(EXTRACT TO READ)

FMI, join the big *FB group *devoted to *DCM *to understand the risk of feeding a boutique dog food & how to feed home-cooked if you will not feed the Big Four. But note: Any of the grain-inclusive diets made by *RC*, *Purina, Hills & Iams-Eukanuba*) are recommended. And BTW most will be cheaper to feed than a Balance It diet. As for your dog’s low energy, check w. your vet. And if you know the breeder, ask about your dog’s parents & siblings. If your dog doesn’t have a waistline, he may need to lose wt,

I have a Ph D in a related field and I fell for the *hype* …. until the 1st FDA Report came out. The advertisers know our weaknesses. 

Many here on this forum feed one of the new ‘boutique’ foods. BUT probably don’t know anyone whose dog died of this awful disease. Or that only a small # of dogs ever get sick from these new foods or are properly diagnosedl FDA sees just the tip of the iceberg! So…there are always 100s of dog owners to pop up & argue: “But my dog loves TOTW” (whatever), “see his nice shiny coat”... as ‘proof.’ 
Another reason not to feed a boutique diet: research is expensive, takes time… so the new, small co.s put their $$ into adv.s & use new & cheaper ingredients. Example: substitute peas for chicken — *an accident to waiting to happen. *Because they do NOT realize that the NUTRIENTS an ingredient supplies depends on what else it is _mixed_ with it. You can’t just go substitute a cup of lamb for chicken. A mistake Nutro made 2-3 decades ago. 

And THAT was an important CLUE to the cardiologist vets as early on. BOTTOM LINE … I am no longer a *dog food snob *—I no longer think: “Hey, I can afford to do better than feed Purina, cuz I only have one dog” & I no longer believe that my Ph D in a related area suffices. I now feed Purina Pro Plan & say why. And … I feel guilty that I never spoke up on the internet…when people talked as if Purina were the Devil incarnate or announced that corn was a ‘filler’ or suggested some vets were getting kickbacks.

Too much detail??? Well, the short & smart-aleck answer to your question would be: Boutique dog foods are fine if you like to play Russian roulette.


----------



## forgold (Feb 29, 2020)

casedacca22 said:


> Try Hills Diet weight management food. It's a chicken based food. My 11 and a half year old loves it and has lost weight on it. He acts like a puppy!


Yes, good—Hills is a well-respected co. because it carefully researches its products. Anecdotes are in the realm of personal opinions. See my long answer, above.


----------



## forgold (Feb 29, 2020)

(End EXTRACT TO READ)

=== INSTRUCTIONS ===
a – In the forum thread on boutique dog foods, which makers of grain-inclusive diets are named as recommended? List each one as it appears in the thread.
b – Write the next part of the forum thread on boutique dog foods, starting right after its last line.

(INPUT DATA)

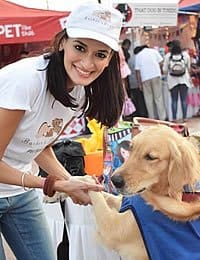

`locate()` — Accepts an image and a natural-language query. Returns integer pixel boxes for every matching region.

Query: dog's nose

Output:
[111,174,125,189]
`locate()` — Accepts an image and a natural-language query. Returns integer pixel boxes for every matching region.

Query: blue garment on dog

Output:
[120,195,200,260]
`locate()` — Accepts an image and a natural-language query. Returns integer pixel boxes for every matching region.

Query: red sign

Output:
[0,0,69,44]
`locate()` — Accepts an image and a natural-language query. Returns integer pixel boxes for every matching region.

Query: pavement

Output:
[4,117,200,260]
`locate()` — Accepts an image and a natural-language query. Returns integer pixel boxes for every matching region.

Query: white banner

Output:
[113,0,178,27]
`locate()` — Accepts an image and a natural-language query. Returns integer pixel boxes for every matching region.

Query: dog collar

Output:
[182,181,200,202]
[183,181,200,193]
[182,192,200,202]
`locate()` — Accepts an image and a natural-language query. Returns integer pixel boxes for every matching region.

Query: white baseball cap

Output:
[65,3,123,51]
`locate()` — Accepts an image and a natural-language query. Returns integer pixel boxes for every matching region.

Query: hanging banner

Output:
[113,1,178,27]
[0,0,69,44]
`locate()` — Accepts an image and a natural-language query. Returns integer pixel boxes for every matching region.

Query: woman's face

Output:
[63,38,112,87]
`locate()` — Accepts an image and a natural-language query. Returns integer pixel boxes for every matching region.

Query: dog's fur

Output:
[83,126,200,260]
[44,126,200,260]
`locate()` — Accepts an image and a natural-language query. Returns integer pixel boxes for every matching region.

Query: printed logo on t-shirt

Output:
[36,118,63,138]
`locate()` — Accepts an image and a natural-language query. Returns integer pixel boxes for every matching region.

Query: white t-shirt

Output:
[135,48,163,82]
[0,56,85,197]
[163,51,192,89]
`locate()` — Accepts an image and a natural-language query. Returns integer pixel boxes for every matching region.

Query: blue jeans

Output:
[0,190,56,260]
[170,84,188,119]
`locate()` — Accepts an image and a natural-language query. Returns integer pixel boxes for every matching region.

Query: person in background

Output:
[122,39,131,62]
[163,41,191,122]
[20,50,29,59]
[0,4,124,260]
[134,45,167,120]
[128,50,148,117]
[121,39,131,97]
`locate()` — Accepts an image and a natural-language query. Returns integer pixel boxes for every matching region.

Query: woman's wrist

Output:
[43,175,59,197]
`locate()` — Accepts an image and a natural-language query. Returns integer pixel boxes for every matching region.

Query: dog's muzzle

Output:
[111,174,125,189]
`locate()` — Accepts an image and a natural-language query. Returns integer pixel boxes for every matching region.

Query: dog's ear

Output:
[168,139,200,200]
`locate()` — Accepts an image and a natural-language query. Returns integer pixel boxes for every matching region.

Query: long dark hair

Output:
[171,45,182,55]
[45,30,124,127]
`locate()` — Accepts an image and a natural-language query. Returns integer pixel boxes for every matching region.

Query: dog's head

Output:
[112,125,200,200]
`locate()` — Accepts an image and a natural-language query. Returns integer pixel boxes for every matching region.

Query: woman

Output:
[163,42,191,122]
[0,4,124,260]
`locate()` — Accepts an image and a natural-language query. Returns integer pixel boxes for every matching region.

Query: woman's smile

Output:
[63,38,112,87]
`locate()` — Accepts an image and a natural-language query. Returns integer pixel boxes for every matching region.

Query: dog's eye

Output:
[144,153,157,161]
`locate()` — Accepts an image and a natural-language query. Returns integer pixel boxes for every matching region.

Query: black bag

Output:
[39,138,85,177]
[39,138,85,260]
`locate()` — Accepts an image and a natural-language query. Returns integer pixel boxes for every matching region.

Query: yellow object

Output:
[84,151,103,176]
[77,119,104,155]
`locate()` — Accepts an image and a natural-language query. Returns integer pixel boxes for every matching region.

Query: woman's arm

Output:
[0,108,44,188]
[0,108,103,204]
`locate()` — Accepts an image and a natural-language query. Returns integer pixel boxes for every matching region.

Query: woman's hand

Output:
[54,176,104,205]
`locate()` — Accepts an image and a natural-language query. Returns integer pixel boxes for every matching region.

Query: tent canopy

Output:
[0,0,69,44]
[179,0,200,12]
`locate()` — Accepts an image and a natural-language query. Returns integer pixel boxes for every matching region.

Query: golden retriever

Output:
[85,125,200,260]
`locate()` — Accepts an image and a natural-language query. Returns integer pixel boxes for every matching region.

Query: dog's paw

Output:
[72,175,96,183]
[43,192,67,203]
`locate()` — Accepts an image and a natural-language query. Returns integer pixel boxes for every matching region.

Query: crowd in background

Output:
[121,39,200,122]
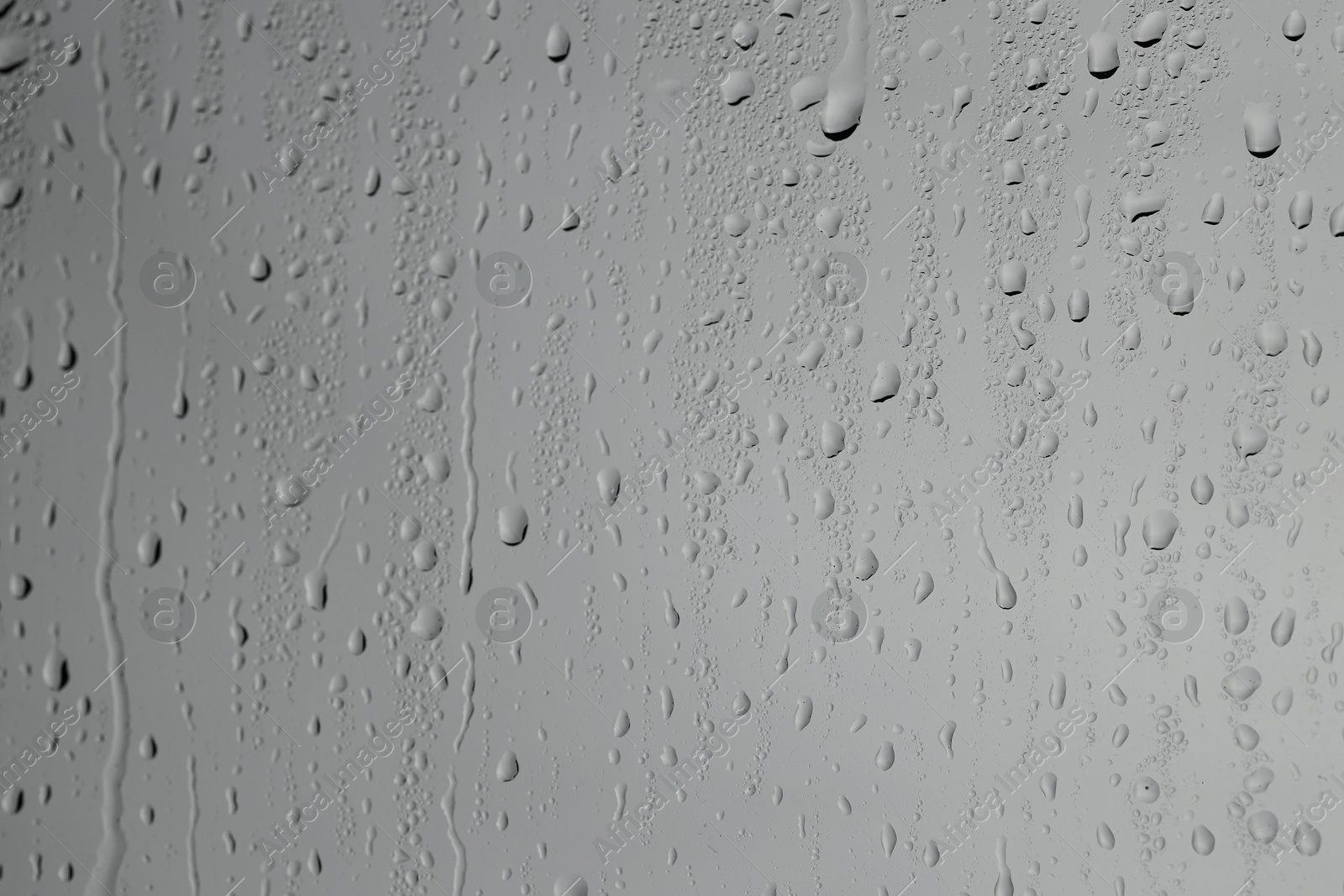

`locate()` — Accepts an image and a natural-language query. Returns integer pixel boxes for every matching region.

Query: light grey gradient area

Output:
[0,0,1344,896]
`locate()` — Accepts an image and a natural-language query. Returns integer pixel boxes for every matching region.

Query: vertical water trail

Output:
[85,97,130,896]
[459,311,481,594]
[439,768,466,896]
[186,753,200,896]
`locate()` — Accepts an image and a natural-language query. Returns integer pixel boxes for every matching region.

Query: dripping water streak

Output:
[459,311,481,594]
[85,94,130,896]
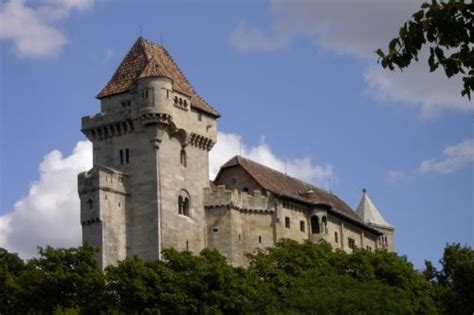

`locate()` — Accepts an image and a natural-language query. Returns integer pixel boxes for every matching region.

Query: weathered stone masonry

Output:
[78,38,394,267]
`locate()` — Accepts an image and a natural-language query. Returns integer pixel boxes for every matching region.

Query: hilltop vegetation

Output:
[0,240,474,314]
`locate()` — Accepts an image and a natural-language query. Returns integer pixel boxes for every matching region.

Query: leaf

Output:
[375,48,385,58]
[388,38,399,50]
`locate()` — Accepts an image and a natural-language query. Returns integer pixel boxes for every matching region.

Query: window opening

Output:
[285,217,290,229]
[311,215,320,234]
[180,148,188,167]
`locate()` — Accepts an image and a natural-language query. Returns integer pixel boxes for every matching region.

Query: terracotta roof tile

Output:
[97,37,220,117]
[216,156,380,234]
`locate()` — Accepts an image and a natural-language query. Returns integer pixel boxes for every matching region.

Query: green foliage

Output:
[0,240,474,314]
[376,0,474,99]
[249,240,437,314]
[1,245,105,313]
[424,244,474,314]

(End INPUT DATA)

=== ACTIVITY ANSWERS ===
a –
RC
Purina
Hills
Iams-Eukanuba

b –
Taz Monkey said:


> Yes, at least in this case. Kona 100% has the perfect golden temperament, but physically, she's not at all close to breed standard.
> Pic attached.


Agree,temperament is first & foremost. 
And if your dog were also birdy, that means he or she was bred for working qualities — which has become secondary in most minds these days. Anyway, all pure bred dogs have become dangerously inbred, primarily because so many of us seek to win in the show ring. Calboli et al, 2008 study.


----------



## Taz Monkey (Feb 25, 2007)

forgold said:


> Agree,temperament is first & foremost.
> And if your dog were also birdy, that means he or she was bred for working qualities — which has become secondary in most minds these days. Anyway, all pure bred dogs have become dangerously inbred, primarily because so many of us seek to win in the show ring. Calboli et al, 2008 study.


ehhh. I don’t agree. Good breeders don’t breed for temperament OR to breed standard. They breed for the whole package. There’s a breed standard, wether for show or work. Kona is not it. Since I know where she came from, I know for a fact that she’s not well bred. But even if I didn’t, you can tell just by looking at her.


----------



## forgold (Feb 29, 2020)

Hildae said:


> No....
> 
> The standards are not for "show dogs." The standard is for the BREED, every individual. Goldens should be bred to the standard, even "pets" who just take walks and play fetch in the yard.
> 
> The erroneous idea that the standard is for show dogs is exactly what keeps BYBs in business. Saying a pet doesn't need to be bred to the standard is like saying you don't need to buy a house from a builder who builds to code.


But not true IF the ‘code’ has been mis-applied ... as it has been for all purebred dogs. A sad fact that the Calboli et al 2008 study makes clear. Most of a dog’s genes are hidden, the bad genes you don’t know about until later when recessive pair up. So, all pure bred dogs today have become dangerously INBRED because so many of us are obsessed by looks & type. Explained in a GRCA paper buried online, written 11 years after Calboli was published. The inevitable result of a closed gene pool….if you read it you will see where I am coming from.


----------



## Mimi Anto1 (7 mo ago)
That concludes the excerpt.